Stasera Fidel proprio non ha voglia di dormire: e' la prima volta che la sigla di HEIMAT non lo stende all'istante, anzi sembra galvanizzarlo piu' del solito. Bisogna che finisca la guerra per vederlo andare nel mondo dei sogni, e comunque in una posizione supina con le zampe dritte verso l'altro che finora non gli era stata usuale.

Tutti noi, invece, restiamo ben svegli -anche Chiara regge insolitamente per almeno due terzi della puntata di stasera. Qualche guest star prevista non si e' poi fatta vedere, e oltre al trio dei fedelissimi (Antonio, Barbara e il sottoscritto -e Francesco, che avendo mancato un paio di volte e' il D'Artagnan della situazione) ci sono Chiara e Flavia.

Cena abbondante di pasta e birra, ampia scelta di dolci nostrani (pasticcini di Chiara, tozzetti e vin santo miei, biscotti al burro di Flavia). Si apre la cassetta numero IV -l'ultima multipla della serie, visto che gli ultimi tre episodi occupano ciascuno una cassetta a se' (il che e' perlomeno curioso visto che, anche se il prossimo dura ben 138 minuti, gli ultimi due starebbero agevolmente su una 180. Misteri del marketing). E si riparte con le fotografie che raccontano nella viva fissita' del loro bianco e nero i venticinque anni che sono passati nelle ultime otto settimane.

Voci di dati
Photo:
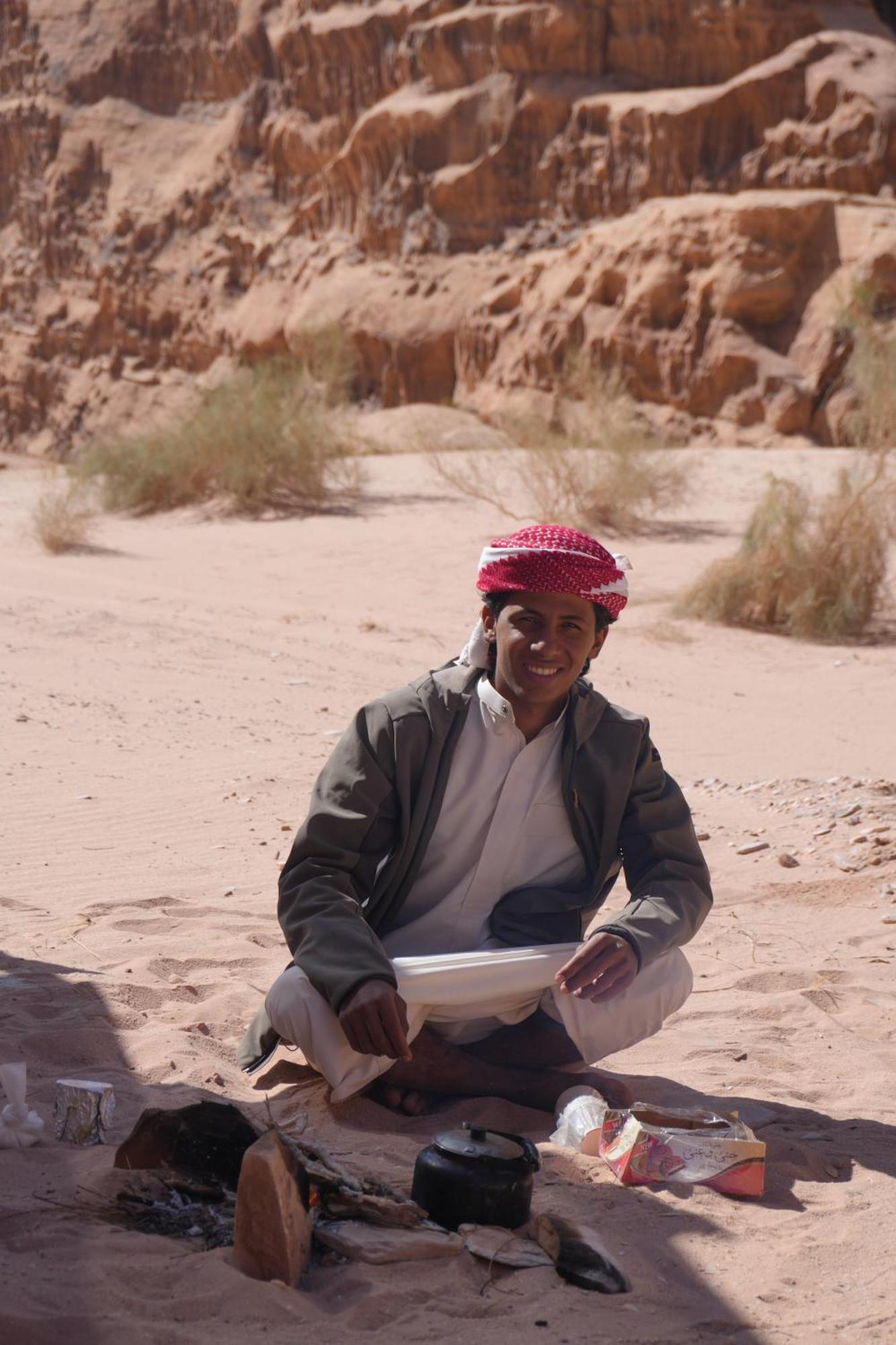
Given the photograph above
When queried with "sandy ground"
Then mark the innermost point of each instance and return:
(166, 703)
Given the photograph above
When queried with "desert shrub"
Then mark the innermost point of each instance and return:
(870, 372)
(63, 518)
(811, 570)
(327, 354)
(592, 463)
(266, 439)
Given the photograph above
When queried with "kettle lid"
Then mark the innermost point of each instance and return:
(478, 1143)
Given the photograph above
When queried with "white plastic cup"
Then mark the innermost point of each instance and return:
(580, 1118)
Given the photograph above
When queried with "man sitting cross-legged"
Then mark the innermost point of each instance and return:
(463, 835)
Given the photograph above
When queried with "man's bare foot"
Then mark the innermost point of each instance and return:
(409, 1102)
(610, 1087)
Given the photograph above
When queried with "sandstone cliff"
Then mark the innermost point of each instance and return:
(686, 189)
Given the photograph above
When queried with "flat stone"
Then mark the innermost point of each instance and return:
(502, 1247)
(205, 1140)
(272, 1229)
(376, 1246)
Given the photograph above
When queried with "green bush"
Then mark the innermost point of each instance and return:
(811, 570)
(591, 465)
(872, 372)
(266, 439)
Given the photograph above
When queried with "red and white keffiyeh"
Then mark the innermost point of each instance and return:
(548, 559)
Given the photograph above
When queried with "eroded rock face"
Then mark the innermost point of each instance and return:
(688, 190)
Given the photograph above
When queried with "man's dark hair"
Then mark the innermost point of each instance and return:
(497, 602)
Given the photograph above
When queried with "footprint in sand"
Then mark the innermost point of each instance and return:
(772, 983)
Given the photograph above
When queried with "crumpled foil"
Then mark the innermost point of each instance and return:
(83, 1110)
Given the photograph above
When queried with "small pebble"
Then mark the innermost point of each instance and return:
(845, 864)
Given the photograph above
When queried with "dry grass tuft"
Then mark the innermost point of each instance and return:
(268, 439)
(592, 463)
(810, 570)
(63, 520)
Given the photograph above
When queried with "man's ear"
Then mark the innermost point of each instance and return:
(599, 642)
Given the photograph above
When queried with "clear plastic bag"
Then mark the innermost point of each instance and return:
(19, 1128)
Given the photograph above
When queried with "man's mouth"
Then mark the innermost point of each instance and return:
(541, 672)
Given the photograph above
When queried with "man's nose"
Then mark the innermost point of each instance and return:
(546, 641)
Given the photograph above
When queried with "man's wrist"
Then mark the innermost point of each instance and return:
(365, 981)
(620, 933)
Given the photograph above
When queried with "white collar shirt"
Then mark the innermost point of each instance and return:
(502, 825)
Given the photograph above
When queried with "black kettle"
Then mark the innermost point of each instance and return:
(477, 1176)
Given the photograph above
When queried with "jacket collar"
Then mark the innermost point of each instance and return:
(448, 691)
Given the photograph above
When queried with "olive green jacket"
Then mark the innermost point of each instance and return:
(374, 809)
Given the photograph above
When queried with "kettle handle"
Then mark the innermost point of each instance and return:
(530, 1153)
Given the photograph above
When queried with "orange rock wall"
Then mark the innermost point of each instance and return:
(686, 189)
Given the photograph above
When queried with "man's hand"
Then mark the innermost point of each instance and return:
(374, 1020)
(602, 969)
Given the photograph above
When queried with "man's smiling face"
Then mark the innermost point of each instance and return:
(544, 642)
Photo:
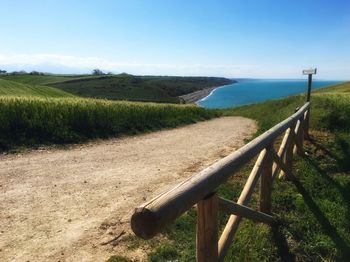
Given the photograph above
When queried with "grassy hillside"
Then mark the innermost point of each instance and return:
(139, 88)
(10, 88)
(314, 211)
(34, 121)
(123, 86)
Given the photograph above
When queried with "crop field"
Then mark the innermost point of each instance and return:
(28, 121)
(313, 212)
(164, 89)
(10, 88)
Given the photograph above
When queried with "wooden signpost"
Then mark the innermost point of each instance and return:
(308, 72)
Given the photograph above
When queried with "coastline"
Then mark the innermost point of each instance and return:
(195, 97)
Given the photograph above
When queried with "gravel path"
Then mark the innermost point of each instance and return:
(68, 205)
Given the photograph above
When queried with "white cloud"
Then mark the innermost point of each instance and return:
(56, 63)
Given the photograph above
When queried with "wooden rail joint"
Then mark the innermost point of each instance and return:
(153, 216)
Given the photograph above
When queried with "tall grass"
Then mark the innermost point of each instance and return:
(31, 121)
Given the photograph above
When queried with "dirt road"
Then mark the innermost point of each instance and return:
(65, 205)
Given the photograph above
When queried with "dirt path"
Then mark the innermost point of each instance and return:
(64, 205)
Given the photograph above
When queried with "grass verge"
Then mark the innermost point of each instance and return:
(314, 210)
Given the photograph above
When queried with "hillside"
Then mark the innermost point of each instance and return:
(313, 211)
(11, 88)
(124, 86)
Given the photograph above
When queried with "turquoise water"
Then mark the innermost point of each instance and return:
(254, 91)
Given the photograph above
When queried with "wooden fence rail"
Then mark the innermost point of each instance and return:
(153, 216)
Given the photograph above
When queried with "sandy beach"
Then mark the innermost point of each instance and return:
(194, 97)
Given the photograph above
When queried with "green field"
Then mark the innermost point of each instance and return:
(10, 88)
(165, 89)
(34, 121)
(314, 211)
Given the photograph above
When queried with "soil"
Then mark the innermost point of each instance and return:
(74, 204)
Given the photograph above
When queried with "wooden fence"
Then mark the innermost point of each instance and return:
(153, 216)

ELENCO DEI COMPITI »
a) Trascrivi fedelmente il tratto del testo su Heimat che va da "Cena abbondante di" fino a "ultime otto settimane.".
b) In base al testo su Heimat, indica se ciascuna affermazione è vera rispondendo sì o no e citando le parole del testo che lo stabiliscono: (i) Chiara resta sveglia per tutta la puntata; (ii) la cassetta numero IV è l'ultima multipla della serie; (iii) i biscotti al burro sono di Flavia.
c) Prosegui il testo su Heimat partendo subito dopo la sua ultima frase.

RISPOSTE ATTESE »
a)
Cena abbondante di pasta e birra, ampia scelta di dolci nostrani (pasticcini di Chiara, tozzetti e vin santo miei, biscotti al burro di Flavia). Si apre la cassetta numero IV -l'ultima multipla della serie, visto che gli ultimi tre episodi occupano ciascuno una cassetta a se' (il che e' perlomeno curioso visto che, anche se il prossimo dura ben 138 minuti, gli ultimi due starebbero agevolmente su una 180. Misteri del marketing). E si riparte con le fotografie che raccontano nella viva fissita' del loro bianco e nero i venticinque anni che sono passati nelle ultime otto settimane.

b)
(i) No: "anche Chiara regge insolitamente per almeno due terzi della puntata di stasera".
(ii) Sì: "Si apre la cassetta numero IV -l'ultima multipla della serie".
(iii) Sì: "biscotti al burro di Flavia".

c)
La sequenza iniziale e' stavolta particolarmente nutrita e, come gia' qualche episodio fa, ci rivela diverse cose che non abbiamo visto succedere. Per prima cosa, pero' ci fa scoprire dopo tante puntate di mistero (ma forse lo si era capito gia' e a noi era sfuggito il dettaglio) che il narratore invisibile di queste sequenze e' il buon Glasisch, un altro personaggio senza storia, con un labbro strano e segnato a dito dagli altri come se fosse parzialmente minorato. E' bella la ricchezza di questa storia, in cui ti accorgi dopo anni dell'esistenza di qualcuno alla cui presenza eri abituato e che ti sorprendi a ricordare da sempre anche se non ne hai ricordi troppo specifici -cosi' come non ci ricordiamo del battito del nostro cuore o del respiro.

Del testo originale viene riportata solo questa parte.